--- Stated task ---
In the post about attacks against GOST, in what year did Kelsey and Schneier publish the first related key attack?

--- Passage shown ---

Attacks against GOST? Was: Protocol Construction
Joseph Ashwood
ashwood at msn.com
Thu Aug 6 01:51:12 EDT 2009
My apologies for the delay, I had forgotten the draft message.
--------------------------------------------------
From: "Alexander Klimov" <alserkli at inbox.ru>
Subject: Attacks against GOST? Was: Protocol Construction
> On Sun, 2 Aug 2009, Joseph Ashwood wrote:
>> > So far, evidence supports the idea that the stereotypical Soviet
>> > tendency to overdesign might have been a better plan after all,
>> > because the paranoia about future discoveries and breaks that
>> > motivated that overdesign is being regularly proven out.
>>
>> And that is why Kelsey found an attack on GOST
>
> Do you want to say that the GOST (28147-89) block cipher is broken? I
> have never heard of an attack against it that is faster than the
> exhaustive search.
I just said there are attacks, the situation is open for interpretation
because of the nature of the attacks and the unknown S-box. Kelsey and
Schneier published the first related key attack in 1996, in 1997 Kelsey
enhanced the attack. My point was that the proposed method of boosting
security (increased key size and rounds) does not necessarily correlate to
increased security and since GOST was given as an example of how to do it
"right" the attacks by Kelsey, et al mattered.

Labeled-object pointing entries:
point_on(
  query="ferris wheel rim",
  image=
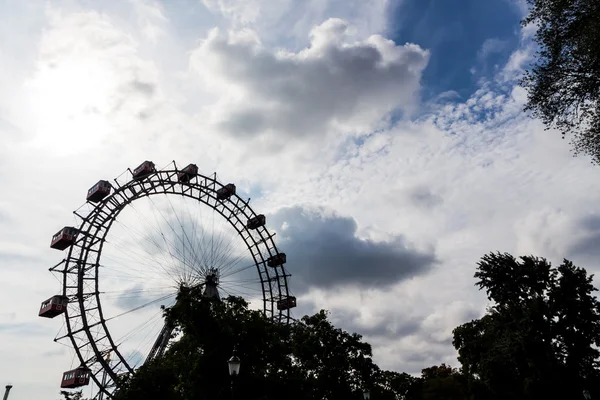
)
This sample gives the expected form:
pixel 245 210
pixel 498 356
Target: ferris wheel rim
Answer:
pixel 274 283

--

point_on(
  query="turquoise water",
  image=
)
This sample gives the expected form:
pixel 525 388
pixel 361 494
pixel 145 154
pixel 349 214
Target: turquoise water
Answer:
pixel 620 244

...

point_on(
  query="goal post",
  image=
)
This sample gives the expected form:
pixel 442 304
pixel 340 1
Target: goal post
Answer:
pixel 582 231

--- The completed task ---
1996